- _Task details_:
Copy out every one of the records below, changing each "a point for each instance" to "one point per instance" and keeping all other text the same.

[Point placement records]
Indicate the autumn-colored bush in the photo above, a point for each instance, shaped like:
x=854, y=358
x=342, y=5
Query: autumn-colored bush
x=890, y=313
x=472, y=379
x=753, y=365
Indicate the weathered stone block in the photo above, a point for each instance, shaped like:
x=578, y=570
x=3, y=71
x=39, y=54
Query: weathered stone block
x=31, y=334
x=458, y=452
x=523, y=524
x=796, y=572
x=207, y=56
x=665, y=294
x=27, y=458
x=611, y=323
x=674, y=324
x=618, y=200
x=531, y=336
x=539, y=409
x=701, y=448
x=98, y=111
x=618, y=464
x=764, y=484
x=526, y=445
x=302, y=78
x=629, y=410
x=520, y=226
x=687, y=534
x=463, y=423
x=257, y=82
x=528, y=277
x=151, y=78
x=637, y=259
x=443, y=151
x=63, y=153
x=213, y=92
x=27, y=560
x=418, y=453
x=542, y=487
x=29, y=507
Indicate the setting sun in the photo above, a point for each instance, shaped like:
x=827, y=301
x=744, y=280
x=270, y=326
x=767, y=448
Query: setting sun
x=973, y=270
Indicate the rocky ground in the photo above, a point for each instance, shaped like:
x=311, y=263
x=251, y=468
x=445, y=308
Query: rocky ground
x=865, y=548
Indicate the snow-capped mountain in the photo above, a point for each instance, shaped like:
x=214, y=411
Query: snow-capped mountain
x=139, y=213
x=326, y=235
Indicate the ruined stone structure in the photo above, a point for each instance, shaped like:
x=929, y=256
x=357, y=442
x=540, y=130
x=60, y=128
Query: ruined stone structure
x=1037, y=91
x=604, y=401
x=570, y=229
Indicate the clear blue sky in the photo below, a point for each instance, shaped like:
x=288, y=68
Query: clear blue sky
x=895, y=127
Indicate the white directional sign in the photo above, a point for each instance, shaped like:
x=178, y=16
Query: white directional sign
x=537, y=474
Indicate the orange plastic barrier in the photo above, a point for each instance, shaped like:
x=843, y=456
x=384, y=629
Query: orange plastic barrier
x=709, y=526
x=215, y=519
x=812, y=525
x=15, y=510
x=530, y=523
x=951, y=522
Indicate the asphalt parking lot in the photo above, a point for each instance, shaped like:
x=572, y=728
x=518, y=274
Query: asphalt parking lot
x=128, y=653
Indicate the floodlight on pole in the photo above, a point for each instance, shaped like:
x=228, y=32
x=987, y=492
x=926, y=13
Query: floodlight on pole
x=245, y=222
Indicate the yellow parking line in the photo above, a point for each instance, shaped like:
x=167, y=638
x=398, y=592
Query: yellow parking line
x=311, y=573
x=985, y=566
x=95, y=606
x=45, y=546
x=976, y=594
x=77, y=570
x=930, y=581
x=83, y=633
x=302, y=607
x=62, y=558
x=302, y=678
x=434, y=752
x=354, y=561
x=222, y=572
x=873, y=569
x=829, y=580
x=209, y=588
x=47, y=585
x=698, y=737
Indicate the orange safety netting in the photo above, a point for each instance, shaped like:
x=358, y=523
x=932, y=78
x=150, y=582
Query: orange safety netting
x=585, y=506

- _Output of the exercise_:
Indicate the autumn-colored bush in the photo above, one point per instance, shaped like:
x=854, y=358
x=342, y=5
Query: autumn-colored bush
x=890, y=313
x=472, y=379
x=753, y=365
Indicate the weathered stone block in the photo above, one point per instance, shaped like:
x=578, y=570
x=3, y=71
x=39, y=54
Query: weathered stone block
x=31, y=334
x=458, y=452
x=523, y=524
x=796, y=572
x=207, y=56
x=665, y=294
x=27, y=458
x=611, y=323
x=674, y=324
x=618, y=200
x=531, y=336
x=539, y=409
x=701, y=448
x=98, y=111
x=618, y=464
x=764, y=484
x=526, y=445
x=302, y=78
x=629, y=410
x=520, y=226
x=687, y=534
x=463, y=423
x=257, y=82
x=528, y=277
x=151, y=78
x=637, y=259
x=443, y=151
x=63, y=153
x=213, y=92
x=27, y=560
x=418, y=453
x=542, y=487
x=29, y=507
Indicate the setting sun in the photo above, one point per instance, shaped like:
x=827, y=301
x=744, y=280
x=270, y=326
x=767, y=448
Query: setting sun
x=973, y=270
Indicate the rocky ground in the photo above, one point per instance, shaped like:
x=311, y=263
x=251, y=468
x=445, y=308
Query: rocky ground
x=865, y=548
Indicate the snow-capped mountain in the photo above, one point per instance, shaped like:
x=214, y=411
Query: snow-capped mountain
x=139, y=213
x=326, y=235
Indicate the ruined stone structure in the photo above, one point per instance, shaped like:
x=929, y=256
x=357, y=442
x=540, y=130
x=60, y=128
Query: ruined stone structure
x=1037, y=91
x=604, y=401
x=570, y=229
Indicate the clear blue sky in the photo below, one point per instance, shaped like:
x=288, y=68
Query: clear blue sky
x=895, y=127
Indicate the white directional sign in the photo above, one point per instance, shaped like:
x=178, y=16
Query: white directional sign
x=537, y=474
Indicate the orange plastic barrier in the photo above, one point per instance, shaped like:
x=843, y=456
x=384, y=629
Query: orange plastic barrier
x=709, y=526
x=215, y=519
x=812, y=525
x=15, y=510
x=530, y=523
x=951, y=522
Indicate the asphalt parking lot in the photo above, one point per instance, shaped like:
x=572, y=728
x=518, y=274
Query: asphalt parking lot
x=128, y=653
Indicate the floodlight on pole in the photo above, one point per instance, shaped like:
x=228, y=32
x=987, y=492
x=926, y=13
Query: floodlight on pole
x=245, y=222
Indicate the yellow parking line in the photo above, one point per instance, shaped like:
x=167, y=638
x=398, y=592
Query: yellow parking line
x=311, y=573
x=985, y=566
x=95, y=606
x=45, y=546
x=976, y=594
x=77, y=570
x=930, y=581
x=83, y=633
x=302, y=607
x=62, y=558
x=302, y=678
x=434, y=752
x=354, y=561
x=222, y=572
x=873, y=569
x=829, y=580
x=209, y=588
x=47, y=585
x=698, y=737
Indicate the orange safety netting in the photo above, one point per instance, shaped like:
x=358, y=523
x=932, y=78
x=150, y=582
Query: orange safety netting
x=585, y=506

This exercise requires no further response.